* **Problem to work on**
Leave out the pictures and transcribe the rest of the records exactly.

* **Provided information**
** Start **
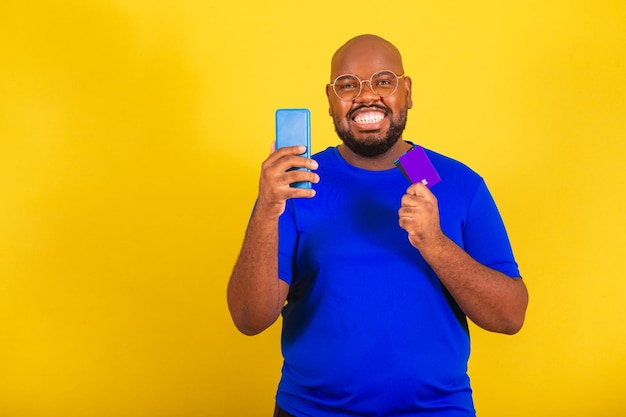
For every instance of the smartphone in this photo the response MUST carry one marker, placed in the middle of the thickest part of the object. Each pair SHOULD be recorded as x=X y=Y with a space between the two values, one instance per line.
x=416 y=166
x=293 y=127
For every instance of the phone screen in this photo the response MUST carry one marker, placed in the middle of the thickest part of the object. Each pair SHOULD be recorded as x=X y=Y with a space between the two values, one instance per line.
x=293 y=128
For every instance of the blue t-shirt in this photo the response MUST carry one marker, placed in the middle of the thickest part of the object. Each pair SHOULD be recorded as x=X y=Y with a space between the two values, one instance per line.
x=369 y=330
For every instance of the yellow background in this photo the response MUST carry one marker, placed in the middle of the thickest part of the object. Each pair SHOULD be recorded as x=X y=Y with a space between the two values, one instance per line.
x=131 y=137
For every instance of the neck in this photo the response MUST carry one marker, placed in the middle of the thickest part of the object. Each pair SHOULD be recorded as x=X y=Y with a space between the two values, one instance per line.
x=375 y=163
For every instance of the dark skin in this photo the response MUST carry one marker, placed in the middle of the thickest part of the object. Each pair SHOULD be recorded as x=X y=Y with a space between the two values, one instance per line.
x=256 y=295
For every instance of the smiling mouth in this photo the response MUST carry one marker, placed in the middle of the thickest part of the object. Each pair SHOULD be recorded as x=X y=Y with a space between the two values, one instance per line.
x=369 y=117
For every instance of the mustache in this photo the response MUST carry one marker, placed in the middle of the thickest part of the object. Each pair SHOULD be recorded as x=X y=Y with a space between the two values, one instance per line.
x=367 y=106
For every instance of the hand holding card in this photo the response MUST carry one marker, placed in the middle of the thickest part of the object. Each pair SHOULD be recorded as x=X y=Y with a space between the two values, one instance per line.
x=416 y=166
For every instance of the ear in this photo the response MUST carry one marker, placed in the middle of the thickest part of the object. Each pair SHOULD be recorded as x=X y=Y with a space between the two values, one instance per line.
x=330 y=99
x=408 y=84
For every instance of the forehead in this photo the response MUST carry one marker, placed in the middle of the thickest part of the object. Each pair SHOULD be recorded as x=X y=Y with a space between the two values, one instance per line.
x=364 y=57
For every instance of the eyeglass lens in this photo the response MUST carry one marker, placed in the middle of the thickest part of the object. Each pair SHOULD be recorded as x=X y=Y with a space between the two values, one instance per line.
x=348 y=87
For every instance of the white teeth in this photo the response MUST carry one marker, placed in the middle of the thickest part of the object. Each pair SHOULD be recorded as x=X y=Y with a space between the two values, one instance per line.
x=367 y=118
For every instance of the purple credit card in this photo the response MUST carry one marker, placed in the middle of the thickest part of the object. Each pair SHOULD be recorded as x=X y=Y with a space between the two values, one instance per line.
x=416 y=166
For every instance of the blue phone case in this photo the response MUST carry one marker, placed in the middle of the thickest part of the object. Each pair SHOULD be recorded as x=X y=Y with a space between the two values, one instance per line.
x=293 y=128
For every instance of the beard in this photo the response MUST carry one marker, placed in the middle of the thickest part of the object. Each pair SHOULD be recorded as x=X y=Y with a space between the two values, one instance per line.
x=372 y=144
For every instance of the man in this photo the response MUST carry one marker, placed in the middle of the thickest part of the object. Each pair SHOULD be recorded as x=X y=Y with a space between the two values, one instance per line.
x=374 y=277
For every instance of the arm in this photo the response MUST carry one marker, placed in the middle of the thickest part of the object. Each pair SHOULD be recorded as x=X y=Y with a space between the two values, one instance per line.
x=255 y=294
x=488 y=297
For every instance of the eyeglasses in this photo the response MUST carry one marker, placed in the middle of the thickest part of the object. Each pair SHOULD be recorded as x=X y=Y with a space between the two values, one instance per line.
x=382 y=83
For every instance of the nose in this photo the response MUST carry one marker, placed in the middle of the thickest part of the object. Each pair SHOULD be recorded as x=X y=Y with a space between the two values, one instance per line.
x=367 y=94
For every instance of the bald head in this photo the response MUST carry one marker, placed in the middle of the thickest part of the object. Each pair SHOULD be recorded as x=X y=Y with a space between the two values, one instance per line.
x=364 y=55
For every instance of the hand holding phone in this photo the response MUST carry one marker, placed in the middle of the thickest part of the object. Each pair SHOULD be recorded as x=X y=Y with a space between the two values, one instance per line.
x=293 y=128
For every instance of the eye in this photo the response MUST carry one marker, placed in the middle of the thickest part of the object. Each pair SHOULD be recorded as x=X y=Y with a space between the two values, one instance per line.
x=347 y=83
** End **
* **Expected answer**
For every instance of the smartphone in this photo the response MUST carry one marker, placed in the middle of the thickest part of the object. Each pair SHOULD be recorded as x=X y=Y with a space between the two values, one instance per line.
x=416 y=166
x=293 y=127
For every instance of the phone screen in this photo the response MUST carry one marker, placed in the middle of the thickest part of the object. Each pair SHOULD be recorded as x=X y=Y with a space between the two values, one instance per line.
x=293 y=128
For every instance of the blue t-shirt in this photo the response MUST carry one marker, placed in the middle of the thickest part of the object. Each pair SHOULD be recorded as x=X y=Y with a space between the two values, one instance per line.
x=369 y=330
For every instance of the yellow background in this photo the response MUST carry one marker, placed in the middle of the thickest part of the object. Each pair SHOULD be recorded as x=X y=Y with a space between the two values, one instance per line.
x=131 y=137
For every instance of the neck in this photo the response MUST carry one marker, placed in the middle of the thickest part of the object. Each pair SHOULD be recorded as x=X y=Y with a space between the two values, one instance per line.
x=375 y=163
For every instance of the dark skin in this photo the response MUST carry one marker, placed in the middle of the thickest part of the object. Each pair SHOULD be recorded as x=X y=Y with a space between the two values, one instance per line.
x=256 y=295
For every instance of the smiling mouth in this photo the response MUST carry one marker, placed in the middle of the thickest part of the object. Each pair SHOULD be recorded as x=X y=Y with a space between the two values, one instance per line.
x=369 y=117
For every instance of the mustache in this photo the response MUST carry one marker, placed in the middle of the thickest part of the object. Each pair SHOULD be recorded as x=X y=Y with a space between the two values, one instance per line.
x=367 y=106
For every instance of the hand holding card in this photo the response MUST carry one marker, placed in the middle of the thickest part of the object. Each pair SHOULD be recorded as x=X y=Y with a space between the two values, one instance per line.
x=416 y=166
For every instance of the ear in this photo the response MUST carry one marker, placed in the middle of the thickest part of the object. Each pair SHOULD be recorded as x=X y=Y with a space between the two values, one instance per line.
x=330 y=99
x=408 y=84
For every instance of the forehead in this photo the response MUST carry one marker, placed in the middle of the thickest part of the object. Each pair SHOULD be recorded as x=X y=Y with a space between the two values, one instance per line.
x=364 y=57
For every instance of the eyeglass lens in this photo the response MUST carry one marker, placed in the middle of the thickest part of the object. Each pair SHOULD be recorded as x=X y=Y with a space between the two values, one instance per line.
x=348 y=87
For every instance of the white teeth in this photo the response MUST carry one marker, placed in the middle of the thickest part of the object. Each pair SHOULD be recorded as x=X y=Y with a space between the two values, one instance per line.
x=367 y=118
For every instance of the purple credit card in this photo the response MUST carry one marker, placed in the middle of the thickest part of the object. Each pair SHOULD be recorded as x=X y=Y with a space between the two values, one instance per line.
x=416 y=166
For every instance of the blue phone case in this photo the response MUST carry one marker, placed in the middle of the thickest part of the object. Each pair SHOULD be recorded as x=X y=Y with a space between the two values, one instance per line.
x=293 y=128
For every instance of the beard in this photo the response MUST carry one marker, placed in the middle of the thickest part of the object. Each pair SHOULD be recorded as x=X y=Y with a space between the two values, one instance per line.
x=372 y=144
For every instance of the man in this photo the response MUST carry one marker, placed in the middle of the thickest part of the object. Each pair SHOULD be recorded as x=X y=Y with a space between the two values, one instance per line.
x=374 y=277
For every instance of the arm in this photo the response MUST carry one marker, placed in the middle of the thickest part of the object. Each pair SHOULD be recorded as x=X y=Y with a space between the two values, one instance per line.
x=255 y=294
x=488 y=297
For every instance of the eyeglasses in this photo the response MUST carry one marker, placed in the middle of the thickest part of the object. Each pair SHOULD be recorded as x=X y=Y with a space between the two values, one instance per line.
x=382 y=83
For every instance of the nose in this photo the response MUST carry one marker, placed in the middle of the thickest part of the object. Each pair SHOULD be recorded as x=X y=Y with a space between the two values, one instance per line.
x=367 y=94
For every instance of the bald head in this photo the response MUST carry one marker, placed in the middle of the thickest part of the object. Each pair SHOULD be recorded as x=X y=Y with a space between the two values, one instance per line.
x=364 y=55
For every instance of the hand holding phone in this photo the response MUST carry one marker, placed in the middle of the thickest part of the object. Each pair SHOULD be recorded as x=X y=Y with a space between the two values, one instance per line.
x=293 y=128
For every instance of the eye in this photo the response MUST carry one marker, placed in the middle of the thickest part of the object. Each pair SHOULD be recorded as x=X y=Y with a space between the two values, one instance per line.
x=347 y=83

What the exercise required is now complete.